**Stored entries:**
────────────────
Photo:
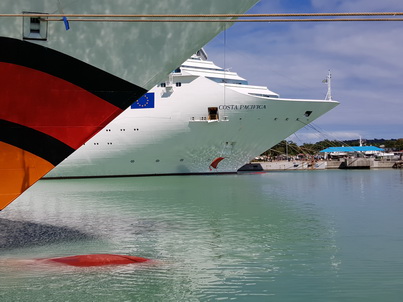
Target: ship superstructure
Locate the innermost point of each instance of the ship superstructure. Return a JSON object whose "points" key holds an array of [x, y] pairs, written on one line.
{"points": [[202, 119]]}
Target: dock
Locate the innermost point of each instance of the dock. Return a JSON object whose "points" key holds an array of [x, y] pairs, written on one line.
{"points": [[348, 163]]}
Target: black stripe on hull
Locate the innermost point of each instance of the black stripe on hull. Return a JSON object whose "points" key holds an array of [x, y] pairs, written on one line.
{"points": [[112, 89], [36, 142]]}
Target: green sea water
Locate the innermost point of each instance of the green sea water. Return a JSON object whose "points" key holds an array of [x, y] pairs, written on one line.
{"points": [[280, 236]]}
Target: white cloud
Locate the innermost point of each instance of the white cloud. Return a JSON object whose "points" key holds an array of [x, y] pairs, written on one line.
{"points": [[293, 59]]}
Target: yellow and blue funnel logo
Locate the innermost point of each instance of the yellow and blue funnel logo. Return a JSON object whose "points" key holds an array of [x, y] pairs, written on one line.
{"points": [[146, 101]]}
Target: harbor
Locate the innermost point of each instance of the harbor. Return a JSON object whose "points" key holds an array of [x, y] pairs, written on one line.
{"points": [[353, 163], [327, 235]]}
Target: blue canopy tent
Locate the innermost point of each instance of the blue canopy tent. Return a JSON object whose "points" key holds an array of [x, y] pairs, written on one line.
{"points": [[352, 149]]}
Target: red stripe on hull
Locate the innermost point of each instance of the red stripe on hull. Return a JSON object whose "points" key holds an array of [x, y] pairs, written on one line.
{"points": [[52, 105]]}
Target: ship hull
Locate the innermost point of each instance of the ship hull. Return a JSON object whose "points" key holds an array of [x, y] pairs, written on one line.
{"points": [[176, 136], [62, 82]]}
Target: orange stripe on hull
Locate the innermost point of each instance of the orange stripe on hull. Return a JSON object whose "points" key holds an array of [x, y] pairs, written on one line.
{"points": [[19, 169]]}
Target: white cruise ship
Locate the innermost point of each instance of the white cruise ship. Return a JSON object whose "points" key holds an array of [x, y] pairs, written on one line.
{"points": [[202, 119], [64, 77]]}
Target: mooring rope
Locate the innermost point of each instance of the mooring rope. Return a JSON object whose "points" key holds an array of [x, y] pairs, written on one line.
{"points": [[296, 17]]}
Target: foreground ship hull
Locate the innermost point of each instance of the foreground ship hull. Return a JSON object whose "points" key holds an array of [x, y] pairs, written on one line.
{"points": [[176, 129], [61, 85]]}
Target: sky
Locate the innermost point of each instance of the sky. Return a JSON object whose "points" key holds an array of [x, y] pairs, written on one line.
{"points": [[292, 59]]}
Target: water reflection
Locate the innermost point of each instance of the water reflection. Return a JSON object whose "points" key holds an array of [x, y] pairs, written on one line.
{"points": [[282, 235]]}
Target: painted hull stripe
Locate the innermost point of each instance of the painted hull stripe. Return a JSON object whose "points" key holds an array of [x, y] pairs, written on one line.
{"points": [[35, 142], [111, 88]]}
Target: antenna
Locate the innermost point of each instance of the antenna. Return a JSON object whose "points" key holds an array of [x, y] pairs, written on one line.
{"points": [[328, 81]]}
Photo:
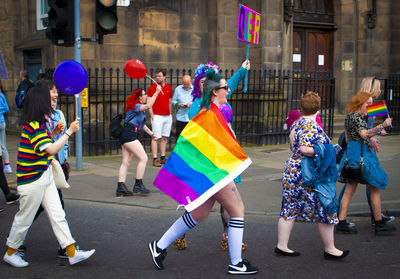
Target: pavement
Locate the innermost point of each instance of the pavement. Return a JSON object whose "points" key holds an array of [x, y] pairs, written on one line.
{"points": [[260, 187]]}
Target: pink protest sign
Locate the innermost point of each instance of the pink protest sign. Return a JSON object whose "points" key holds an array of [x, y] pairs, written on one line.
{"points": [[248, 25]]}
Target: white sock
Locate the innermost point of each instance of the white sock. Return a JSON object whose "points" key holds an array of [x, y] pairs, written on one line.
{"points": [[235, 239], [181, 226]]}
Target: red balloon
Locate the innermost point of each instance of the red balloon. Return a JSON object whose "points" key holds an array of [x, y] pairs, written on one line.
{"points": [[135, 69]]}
────────────────
**Given instruction:**
Write out the entries above verbatim; the pictures do not belong in your copy.

**Expected output:**
Photo:
Target: ship superstructure
Locate the innermost point of each instance of the ship superstructure. Return a JSON object whose "points" key holds an array of [x, y] pairs, written on one line.
{"points": [[202, 119]]}
Target: dock
Locate the innermost point of each instance of the dock. Return a JSON object whose "points" key holds an array of [x, y] pairs, written on one line.
{"points": [[348, 163]]}
Target: black stripe on hull
Locate the innermost point of each instance of the black stripe on hull. Return a JSON object whose "points" key holds an array of [x, y] pairs, written on one line.
{"points": [[112, 89], [36, 142]]}
Target: green sea water
Locate the innermost point of each instance of the green sea water. Return a JSON object whose "points" key holds an array of [x, y] pairs, written on one line.
{"points": [[280, 236]]}
Target: white cloud
Locate the innermost point of each instance of the white cloud. Return a JSON object whose "points" key holds an array of [x, y] pairs, written on one line.
{"points": [[293, 59]]}
Target: yellow and blue funnel logo
Locate the innermost point of each instance of the yellow and blue funnel logo. Return a JSON object whose "points" key holds an array of [x, y] pairs, written on one line.
{"points": [[146, 101]]}
Target: harbor
Locate the innermost point of each instance of the harbor. Return a JSON object whose "points" key holds an array of [x, y] pairs, written on one line.
{"points": [[353, 163], [327, 235]]}
Target: blue canopy tent
Locate the innermost point of each instance of the blue canopy tent. Return a JSON object whose "points" key holds an array of [x, y] pairs, written on one line.
{"points": [[352, 149]]}
Target: red stripe on hull
Locate the innermost point of each instance of the red stripe on hull. Return a JSON object whose "points" key holds an array of [x, y] pairs, written on one line.
{"points": [[52, 105]]}
Target: ship hull
Locate the innermost point of each instance of the ship hull. Return a JSON object whose "points" key holds an array of [x, y] pairs, written on one line.
{"points": [[176, 136], [62, 82]]}
Target: orange stripe on hull
Locate the innermost point of each instance of the orange stripe on hull. Return a JSON object whose "points" key holds an array of [x, y] pairs, written on one line.
{"points": [[19, 169]]}
Target: white cruise ship
Locate the innermost point of each instance of the white cruise ship. Return a JSON object whose "points" key holds an array of [x, y] pairs, written on one line.
{"points": [[202, 119], [64, 77]]}
Target: mooring rope
Locate the innermost point of each instance of the mooring rope. Return a JSON object whose "points" key holds an array of [x, y] pairs, written on one line.
{"points": [[296, 17]]}
Target: foreground ship hull
Locate the innermost point of each instance of the foreground ship hull. Return a JSON object whose "points" key holds an array of [x, y] pairs, written on one line.
{"points": [[176, 129], [61, 85]]}
Target: sky
Locate the innermost point of each instance of the sky. Return a JSON object whose "points" key holds an array of [x, y] pairs, written on one line.
{"points": [[292, 59]]}
Target: water reflection
Locate the innermost point of each instance of the water reflection. Return a JSON object whose "points" key holds an array of [x, y] pairs, written on one line.
{"points": [[282, 235]]}
Target: painted hull stripe
Locate the innermost point of each instance of the painted hull stripe. Return a JSON object whose "points" key holds an array of [x, y] pairs, written on one line.
{"points": [[35, 142], [111, 88]]}
Target: antenna
Locate the innermost point of each instance of the antenna. Return a JSON object whose "points" key holds an array of [x, y] pairs, written on one line.
{"points": [[328, 81]]}
Photo:
Target: pavement
Locate the innermost point of each instance of the pavement. Return a JSON object whose "points" key holds an array of [x, y] pairs, written on one line.
{"points": [[260, 187]]}
Target: pink protest sign
Locate the innermost point of each instance of the pink protest sign. Return a JSON object whose "points" key holds an array of [x, y] pairs, written on one line.
{"points": [[248, 25]]}
Target: white sock
Locate the innermost point of each instance of the white sock. Return a JSON object whose "points" key holds an array of [x, y] pairs, written on one line.
{"points": [[235, 239], [181, 226]]}
Target: red balloon
Locate the innermost point of each instance of the red balloon. Return a JSON object whose "points" key holds an array of [x, y] pairs, written on one line.
{"points": [[135, 69]]}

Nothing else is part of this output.